Source records:
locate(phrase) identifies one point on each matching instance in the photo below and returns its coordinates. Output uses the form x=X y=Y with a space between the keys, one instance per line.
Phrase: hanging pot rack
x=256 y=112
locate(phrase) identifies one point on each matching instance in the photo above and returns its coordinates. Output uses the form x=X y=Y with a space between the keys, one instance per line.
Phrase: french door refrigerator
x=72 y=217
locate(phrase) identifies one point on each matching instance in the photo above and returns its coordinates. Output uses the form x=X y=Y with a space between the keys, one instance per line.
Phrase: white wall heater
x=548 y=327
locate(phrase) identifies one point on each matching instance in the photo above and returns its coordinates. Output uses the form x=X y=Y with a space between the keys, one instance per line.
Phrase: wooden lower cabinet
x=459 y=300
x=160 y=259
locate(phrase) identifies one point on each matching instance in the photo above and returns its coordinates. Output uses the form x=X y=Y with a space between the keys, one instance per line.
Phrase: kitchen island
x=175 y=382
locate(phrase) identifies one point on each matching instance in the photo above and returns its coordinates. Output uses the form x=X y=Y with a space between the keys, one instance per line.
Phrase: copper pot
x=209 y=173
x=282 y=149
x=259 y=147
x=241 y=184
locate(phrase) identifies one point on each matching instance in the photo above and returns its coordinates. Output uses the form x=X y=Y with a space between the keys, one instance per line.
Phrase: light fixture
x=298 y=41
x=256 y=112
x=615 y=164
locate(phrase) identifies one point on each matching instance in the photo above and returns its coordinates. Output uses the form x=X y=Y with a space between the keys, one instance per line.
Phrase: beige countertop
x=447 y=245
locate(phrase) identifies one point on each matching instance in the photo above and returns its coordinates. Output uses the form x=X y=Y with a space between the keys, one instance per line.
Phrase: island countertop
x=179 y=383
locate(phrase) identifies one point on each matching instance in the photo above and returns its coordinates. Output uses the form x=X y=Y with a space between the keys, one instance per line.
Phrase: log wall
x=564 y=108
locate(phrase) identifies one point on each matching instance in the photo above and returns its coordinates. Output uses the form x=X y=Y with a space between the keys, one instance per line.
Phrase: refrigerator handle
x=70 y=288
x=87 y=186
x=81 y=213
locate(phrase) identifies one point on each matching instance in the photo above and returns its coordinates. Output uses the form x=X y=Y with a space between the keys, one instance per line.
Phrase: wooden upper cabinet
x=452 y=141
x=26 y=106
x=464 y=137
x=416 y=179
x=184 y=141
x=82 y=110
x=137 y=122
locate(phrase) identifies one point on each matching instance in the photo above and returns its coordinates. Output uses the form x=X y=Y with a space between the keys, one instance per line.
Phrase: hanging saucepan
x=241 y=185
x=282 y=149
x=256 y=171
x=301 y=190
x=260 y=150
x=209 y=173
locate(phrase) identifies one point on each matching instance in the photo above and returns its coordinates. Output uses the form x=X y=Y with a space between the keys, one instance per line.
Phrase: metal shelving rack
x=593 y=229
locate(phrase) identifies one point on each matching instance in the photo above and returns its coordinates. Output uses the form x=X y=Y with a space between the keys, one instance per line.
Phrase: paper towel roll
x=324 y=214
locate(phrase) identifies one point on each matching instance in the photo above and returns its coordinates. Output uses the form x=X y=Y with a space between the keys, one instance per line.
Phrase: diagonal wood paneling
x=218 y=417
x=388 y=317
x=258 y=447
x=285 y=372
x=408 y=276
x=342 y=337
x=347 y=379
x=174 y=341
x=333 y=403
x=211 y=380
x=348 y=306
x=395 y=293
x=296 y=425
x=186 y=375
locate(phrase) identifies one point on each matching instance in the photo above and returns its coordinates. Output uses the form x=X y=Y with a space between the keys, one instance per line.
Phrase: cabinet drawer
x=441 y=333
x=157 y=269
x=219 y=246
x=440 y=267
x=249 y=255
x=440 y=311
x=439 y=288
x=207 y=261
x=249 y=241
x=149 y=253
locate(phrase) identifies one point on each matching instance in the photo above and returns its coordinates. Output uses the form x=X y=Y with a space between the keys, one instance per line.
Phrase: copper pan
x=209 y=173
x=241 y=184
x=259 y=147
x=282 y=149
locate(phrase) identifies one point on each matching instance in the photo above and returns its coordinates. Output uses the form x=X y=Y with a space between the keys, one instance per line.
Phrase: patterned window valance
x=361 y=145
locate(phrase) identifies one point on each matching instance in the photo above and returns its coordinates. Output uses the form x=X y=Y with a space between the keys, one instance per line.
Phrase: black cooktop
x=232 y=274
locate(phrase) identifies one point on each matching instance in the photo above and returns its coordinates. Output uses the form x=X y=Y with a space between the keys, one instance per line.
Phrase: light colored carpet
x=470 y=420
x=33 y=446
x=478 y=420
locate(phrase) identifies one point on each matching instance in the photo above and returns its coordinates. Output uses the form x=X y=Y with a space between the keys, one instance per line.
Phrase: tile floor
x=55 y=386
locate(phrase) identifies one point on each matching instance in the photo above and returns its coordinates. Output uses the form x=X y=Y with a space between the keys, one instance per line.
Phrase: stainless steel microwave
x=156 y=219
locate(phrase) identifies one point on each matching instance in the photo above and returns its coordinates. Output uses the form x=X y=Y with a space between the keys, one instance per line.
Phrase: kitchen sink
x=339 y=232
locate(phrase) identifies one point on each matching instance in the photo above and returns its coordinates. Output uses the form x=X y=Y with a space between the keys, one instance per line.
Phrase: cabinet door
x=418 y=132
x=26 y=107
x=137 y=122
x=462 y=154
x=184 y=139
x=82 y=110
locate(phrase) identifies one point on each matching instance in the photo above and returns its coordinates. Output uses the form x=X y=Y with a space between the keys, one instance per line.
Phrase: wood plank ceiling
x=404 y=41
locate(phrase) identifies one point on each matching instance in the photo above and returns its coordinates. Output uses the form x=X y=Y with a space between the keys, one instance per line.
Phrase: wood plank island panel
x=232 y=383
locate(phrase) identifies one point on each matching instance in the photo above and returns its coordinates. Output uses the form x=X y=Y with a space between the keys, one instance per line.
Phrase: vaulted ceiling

==

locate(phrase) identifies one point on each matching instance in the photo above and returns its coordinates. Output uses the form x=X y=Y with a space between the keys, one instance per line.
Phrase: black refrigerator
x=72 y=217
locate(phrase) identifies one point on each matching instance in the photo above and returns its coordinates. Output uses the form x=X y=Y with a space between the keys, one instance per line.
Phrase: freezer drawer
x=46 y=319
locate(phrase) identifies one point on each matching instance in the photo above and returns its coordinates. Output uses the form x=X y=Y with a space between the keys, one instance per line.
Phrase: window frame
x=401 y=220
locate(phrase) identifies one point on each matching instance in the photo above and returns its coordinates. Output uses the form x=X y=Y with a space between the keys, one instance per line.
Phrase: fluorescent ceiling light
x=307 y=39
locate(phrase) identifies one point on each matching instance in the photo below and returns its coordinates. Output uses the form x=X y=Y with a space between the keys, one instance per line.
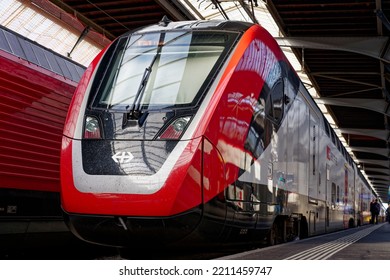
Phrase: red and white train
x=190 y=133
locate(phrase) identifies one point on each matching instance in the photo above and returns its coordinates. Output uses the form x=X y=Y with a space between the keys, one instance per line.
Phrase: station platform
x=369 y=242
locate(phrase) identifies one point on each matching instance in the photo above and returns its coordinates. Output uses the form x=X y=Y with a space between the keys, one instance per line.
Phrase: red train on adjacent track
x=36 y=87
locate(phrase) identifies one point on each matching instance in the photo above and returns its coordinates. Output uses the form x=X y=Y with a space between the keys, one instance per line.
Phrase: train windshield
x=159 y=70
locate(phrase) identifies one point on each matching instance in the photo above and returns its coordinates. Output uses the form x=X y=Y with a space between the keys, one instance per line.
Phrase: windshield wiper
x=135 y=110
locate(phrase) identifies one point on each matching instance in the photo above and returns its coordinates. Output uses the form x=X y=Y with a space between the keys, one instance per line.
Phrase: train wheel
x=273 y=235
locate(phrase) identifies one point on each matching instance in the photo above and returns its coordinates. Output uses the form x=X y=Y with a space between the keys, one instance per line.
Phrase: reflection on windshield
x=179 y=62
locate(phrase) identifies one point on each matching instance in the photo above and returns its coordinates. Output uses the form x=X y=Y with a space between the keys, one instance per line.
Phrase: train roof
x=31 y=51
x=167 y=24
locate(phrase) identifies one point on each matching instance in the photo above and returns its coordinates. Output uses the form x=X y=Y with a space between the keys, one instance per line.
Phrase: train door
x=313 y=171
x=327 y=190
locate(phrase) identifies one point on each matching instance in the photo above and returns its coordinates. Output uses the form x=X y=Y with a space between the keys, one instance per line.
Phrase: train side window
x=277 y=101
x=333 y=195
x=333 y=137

- Try it: Write down, word for word, the lines above from the one containing "Phrase: stainless steel microwave" through the one containing "Phrase: vaulted ceiling", both ends included.

- Answer area:
Phrase: stainless steel microwave
x=156 y=219
locate(phrase) identifies one point on each matching instance in the photo above and returns its coordinates. Output uses the form x=X y=Y with a space between the keys, one instance per line.
Phrase: kitchen sink
x=339 y=232
locate(phrase) identifies one point on each matching instance in the photo above and returns its coordinates. Output uses the form x=X y=Y with a space between the keys, one instance per line.
Phrase: cabinet door
x=418 y=132
x=26 y=107
x=137 y=122
x=462 y=154
x=184 y=139
x=82 y=110
locate(phrase) identifies one point on each matching instance in the photo above and returns its coordinates. Output uses the form x=X y=Y with a space between the keys, one instance per line.
Phrase: wood plank ceiling
x=404 y=41
locate(phrase) identifies one point on each matching instance in the photo above and returns its coordinates. Output uses the form x=X y=Y with a space between the keys, one instance per line.
Phrase: wood plank island panel
x=232 y=383
locate(phrase) identifies one point on each matching instance in the photo above and returns its coordinates. Output uses the form x=X y=Y with a space between the keys, one instance per line.
Phrase: vaulted ceiling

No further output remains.